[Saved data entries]
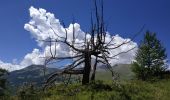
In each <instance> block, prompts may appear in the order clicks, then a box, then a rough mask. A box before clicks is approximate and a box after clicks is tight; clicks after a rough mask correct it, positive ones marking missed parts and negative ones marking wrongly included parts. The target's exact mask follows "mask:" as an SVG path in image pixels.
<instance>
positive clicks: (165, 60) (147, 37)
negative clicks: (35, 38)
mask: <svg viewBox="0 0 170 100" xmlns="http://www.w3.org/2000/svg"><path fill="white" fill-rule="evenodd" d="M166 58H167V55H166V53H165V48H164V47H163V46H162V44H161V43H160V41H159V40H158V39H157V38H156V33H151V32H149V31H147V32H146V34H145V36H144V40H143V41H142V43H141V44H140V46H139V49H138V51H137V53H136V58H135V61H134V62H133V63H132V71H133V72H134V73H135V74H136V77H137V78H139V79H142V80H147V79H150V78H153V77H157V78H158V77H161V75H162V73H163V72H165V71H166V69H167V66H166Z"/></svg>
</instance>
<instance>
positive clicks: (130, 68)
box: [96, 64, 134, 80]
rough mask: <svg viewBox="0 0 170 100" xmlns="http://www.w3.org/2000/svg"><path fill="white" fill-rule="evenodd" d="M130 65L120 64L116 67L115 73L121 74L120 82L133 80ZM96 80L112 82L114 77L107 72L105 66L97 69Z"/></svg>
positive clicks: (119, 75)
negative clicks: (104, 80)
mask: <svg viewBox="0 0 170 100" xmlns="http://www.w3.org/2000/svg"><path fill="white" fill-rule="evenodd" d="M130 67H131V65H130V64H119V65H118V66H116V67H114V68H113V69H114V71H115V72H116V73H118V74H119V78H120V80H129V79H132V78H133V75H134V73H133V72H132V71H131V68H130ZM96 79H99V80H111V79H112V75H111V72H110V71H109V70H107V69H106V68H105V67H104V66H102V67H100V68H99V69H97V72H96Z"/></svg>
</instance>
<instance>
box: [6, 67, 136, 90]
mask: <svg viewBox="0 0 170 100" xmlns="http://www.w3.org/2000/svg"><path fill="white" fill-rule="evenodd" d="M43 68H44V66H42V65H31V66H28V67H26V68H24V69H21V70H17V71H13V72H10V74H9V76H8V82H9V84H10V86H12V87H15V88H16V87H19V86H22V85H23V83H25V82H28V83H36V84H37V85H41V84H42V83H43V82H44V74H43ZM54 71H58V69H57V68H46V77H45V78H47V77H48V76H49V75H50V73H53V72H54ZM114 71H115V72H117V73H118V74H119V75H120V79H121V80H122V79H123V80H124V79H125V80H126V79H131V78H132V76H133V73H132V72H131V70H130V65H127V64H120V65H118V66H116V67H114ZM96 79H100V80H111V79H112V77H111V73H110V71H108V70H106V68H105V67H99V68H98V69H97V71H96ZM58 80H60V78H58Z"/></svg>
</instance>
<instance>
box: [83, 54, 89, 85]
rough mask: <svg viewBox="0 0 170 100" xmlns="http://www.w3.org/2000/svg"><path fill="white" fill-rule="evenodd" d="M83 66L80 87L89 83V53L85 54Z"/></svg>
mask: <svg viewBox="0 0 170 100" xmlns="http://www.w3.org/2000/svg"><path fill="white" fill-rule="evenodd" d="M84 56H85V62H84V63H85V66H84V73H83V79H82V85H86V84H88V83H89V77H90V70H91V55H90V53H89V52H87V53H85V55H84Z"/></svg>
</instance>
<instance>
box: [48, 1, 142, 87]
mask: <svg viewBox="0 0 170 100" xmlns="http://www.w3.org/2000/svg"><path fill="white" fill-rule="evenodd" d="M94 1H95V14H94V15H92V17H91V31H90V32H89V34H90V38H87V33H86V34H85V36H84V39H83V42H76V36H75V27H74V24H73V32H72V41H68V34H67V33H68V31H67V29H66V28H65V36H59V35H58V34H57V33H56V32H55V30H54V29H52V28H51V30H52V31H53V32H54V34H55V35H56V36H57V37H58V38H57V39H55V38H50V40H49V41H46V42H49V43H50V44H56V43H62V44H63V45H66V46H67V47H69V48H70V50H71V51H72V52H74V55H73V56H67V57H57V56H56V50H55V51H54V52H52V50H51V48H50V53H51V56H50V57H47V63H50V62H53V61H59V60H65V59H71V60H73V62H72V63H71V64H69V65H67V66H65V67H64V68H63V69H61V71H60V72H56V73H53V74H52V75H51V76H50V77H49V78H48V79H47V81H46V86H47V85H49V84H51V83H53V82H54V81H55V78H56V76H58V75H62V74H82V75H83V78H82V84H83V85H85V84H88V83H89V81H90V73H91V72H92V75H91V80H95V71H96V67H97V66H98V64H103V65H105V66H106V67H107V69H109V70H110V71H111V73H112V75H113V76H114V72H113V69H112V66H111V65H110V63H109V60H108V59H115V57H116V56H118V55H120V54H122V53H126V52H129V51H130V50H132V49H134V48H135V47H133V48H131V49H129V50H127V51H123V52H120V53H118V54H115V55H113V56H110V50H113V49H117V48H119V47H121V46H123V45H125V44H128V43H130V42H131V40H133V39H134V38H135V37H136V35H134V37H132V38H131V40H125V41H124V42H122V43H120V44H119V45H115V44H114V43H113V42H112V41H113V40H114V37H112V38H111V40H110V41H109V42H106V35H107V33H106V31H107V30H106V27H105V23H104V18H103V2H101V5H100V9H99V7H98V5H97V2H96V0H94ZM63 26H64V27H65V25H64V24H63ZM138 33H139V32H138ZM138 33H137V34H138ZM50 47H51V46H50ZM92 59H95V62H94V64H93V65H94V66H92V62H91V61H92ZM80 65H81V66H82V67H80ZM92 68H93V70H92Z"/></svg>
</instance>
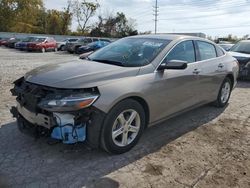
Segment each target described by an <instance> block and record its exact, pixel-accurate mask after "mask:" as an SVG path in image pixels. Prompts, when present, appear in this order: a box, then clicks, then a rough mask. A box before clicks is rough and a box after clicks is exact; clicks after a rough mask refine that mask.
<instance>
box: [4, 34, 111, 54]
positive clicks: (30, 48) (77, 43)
--
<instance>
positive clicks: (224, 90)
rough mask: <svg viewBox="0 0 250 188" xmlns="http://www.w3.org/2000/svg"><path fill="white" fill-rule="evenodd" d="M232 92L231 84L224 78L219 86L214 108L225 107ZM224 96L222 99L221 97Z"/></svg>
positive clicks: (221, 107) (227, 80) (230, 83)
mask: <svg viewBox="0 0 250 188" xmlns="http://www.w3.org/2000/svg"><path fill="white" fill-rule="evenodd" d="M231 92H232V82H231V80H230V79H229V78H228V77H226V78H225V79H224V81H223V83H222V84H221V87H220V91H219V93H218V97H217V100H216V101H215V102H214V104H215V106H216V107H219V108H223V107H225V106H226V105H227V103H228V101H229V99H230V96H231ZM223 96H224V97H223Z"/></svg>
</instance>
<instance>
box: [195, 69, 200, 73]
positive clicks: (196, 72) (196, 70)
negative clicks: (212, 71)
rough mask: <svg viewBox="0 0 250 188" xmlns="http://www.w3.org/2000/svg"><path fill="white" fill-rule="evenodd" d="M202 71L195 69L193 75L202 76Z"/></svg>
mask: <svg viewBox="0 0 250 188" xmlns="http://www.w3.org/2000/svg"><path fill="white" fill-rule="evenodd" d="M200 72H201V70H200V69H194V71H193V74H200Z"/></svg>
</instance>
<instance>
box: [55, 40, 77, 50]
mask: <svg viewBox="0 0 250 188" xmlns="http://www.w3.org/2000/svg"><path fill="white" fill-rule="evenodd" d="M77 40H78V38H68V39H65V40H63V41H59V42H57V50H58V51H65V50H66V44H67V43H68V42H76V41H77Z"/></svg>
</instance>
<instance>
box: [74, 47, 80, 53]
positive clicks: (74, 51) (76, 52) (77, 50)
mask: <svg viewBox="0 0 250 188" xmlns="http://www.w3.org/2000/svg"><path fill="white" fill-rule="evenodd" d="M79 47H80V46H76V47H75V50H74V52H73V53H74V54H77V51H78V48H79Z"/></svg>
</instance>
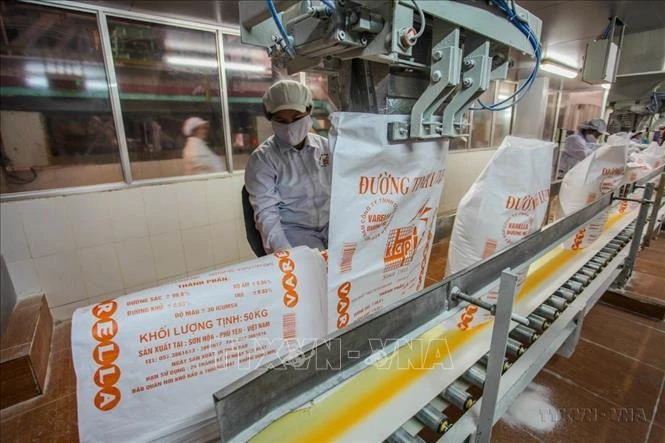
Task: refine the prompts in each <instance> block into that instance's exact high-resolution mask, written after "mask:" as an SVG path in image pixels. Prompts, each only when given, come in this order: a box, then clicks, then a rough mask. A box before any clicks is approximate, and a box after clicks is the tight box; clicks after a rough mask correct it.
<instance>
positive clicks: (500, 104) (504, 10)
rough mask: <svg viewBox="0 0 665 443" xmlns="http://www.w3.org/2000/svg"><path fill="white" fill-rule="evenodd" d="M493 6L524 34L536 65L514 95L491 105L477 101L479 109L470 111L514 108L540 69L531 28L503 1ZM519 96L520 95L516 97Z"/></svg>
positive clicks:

### Try it:
Transcribe the records above from the line holding "positive clicks: (224, 90)" down to the line holding "92L231 84L224 78L219", inclusive, without adding anything.

### Answer area:
positive clicks: (224, 90)
rough mask: <svg viewBox="0 0 250 188" xmlns="http://www.w3.org/2000/svg"><path fill="white" fill-rule="evenodd" d="M232 92L231 84L224 78L219 86L214 108L225 107ZM224 96L222 99L221 97Z"/></svg>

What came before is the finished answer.